(Beginning of Given text)
The registrant’s other certifying officers and I are responsible for establishing and maintaining disclosure controls and procedures (as defined in Exchange Act Rules 13a-15(e) and 15d-15(e)) and internal control over financial reporting (as defined in Exchange Act Rules 13a-15(f) and 15d-15(f)) for the registrant and have:

 

  a)

Designed such disclosure controls and procedures, or caused such disclosure controls and procedures to be designed under our supervision, to ensure that material information relating to the registrant, including its consolidated subsidiaries, is made known to us by others within those entities, particularly during the period in which this report is being prepared;

 

  b)

Designed such internal control over financial reporting, or caused such internal control over financial reporting to be designed under our supervision, to provide reasonable assurance regarding the reliability of financial reporting and the preparation of financial statements for external purposes in accordance with generally accepted accounting principles;

 

  c)

Evaluated the effectiveness of the registrant’s disclosure controls and procedures and presented in this report our conclusions about the effectiveness of the disclosure controls and procedures, as of the end of the period covered by this report based on such evaluation; and

 

  d)

Disclosed in this report any change in the registrant’s internal control over financial reporting that occurred during the registrant’s most recent fiscal quarter (the registrant’s fourth fiscal quarter in the case of an annual report) that has materially affected, or is reasonably likely to materially affect, the registrant’s internal control over financial reporting; and

 

5.

The registrant’s other certifying officers and I have disclosed, based on our most recent evaluation of internal control over financial reporting, to the registrant’s auditors and the audit committee of the registrant’s board of directors (or persons performing the equivalent functions):

 

  a)
(End of Given text)
▶ [What needs to be done]: Continue the officer certification text on disclosure controls and internal control over financial reporting from the point where it stops.
(Beginning of Given information)
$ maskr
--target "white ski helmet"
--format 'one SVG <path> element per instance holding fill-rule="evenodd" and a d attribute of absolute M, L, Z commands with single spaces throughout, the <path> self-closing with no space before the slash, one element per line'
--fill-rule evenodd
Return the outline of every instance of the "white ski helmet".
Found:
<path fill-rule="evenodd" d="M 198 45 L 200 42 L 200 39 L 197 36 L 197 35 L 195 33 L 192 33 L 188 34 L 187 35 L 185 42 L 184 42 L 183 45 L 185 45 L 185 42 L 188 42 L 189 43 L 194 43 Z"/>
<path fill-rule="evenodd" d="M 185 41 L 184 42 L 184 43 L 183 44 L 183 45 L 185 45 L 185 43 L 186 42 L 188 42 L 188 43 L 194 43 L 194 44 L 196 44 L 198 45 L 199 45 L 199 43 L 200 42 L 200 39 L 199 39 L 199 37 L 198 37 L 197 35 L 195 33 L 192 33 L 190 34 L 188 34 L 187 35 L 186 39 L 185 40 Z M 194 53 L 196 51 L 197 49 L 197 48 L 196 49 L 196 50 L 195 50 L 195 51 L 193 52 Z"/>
(End of Given information)
▶ [Result for this exercise]:
All significant deficiencies and material weaknesses in the design or operation of internal control over financial reporting which are reasonably likely to adversely affect the registrant’s ability to record, process, summarize and report financial information; and

 

  b)

Any fraud, whether or not material, that involves management or other employees who have a significant role in the registrant’s internal control over financial reporting.

Date: August 6, 2020

 

/s/ Ana M. Menendez

Ana M. Menendez

Chief Financial Officer

EX-32.1

Exhibit 32.1

CERTIFICATION PURSUANT TO SECTION 906 OF THE SARBANES-OXLEY ACT OF 2002

In connection with the Quarterly Report on Form 10-Q of Watsco, Inc. (“Watsco”) for the quarter and six months ended June 30, 2020, as filed with the Securities and Exchange Commission on the date hereof (the “Report”), Albert H. Nahmad, as Chief Executive Officer of Watsco, Barry S. Logan, as Executive Vice President of Watsco and Ana M. Menendez, as Chief Financial Officer of Watsco, each hereby certifies, pursuant to 18 U.S.C. § 1350, as adopted pursuant to § 906 of the Sarbanes-Oxley Act of 2002, that, to our knowledge:

 

  (1)

The Report fully complies with the requirements of Section 13(a) or 15(d) of the Securities Exchange Act of 1934; and

 

  (2)

The information contained in the Report fairly presents, in all material respects, the financial condition and results of operations of Watsco.

 

/s/ Albert H. Nahmad
Albert H. Nahmad
Chief Executive Officer
August 6, 2020
/s/ Barry S. Logan
Barry S. Logan
Executive Vice President
August 6, 2020
/s/ Ana M. Menendez
Ana M. Menendez
Chief Financial Officer
August 6, 2020

A signed original of this written statement required by Section 906 has been provided to Watsco and will be retained by Watsco and furnished to the Securities and Exchange Commission or its staff upon request.

This certification accompanies the Report pursuant to Section 906 of the Sarbanes-Oxley Act of 2002 and shall not, except to the extent required by the Sarbanes-Oxley Act of 2002, be deemed filed by Watsco for purposes of Section 18 of the Securities Exchange Act of 1934, as amended.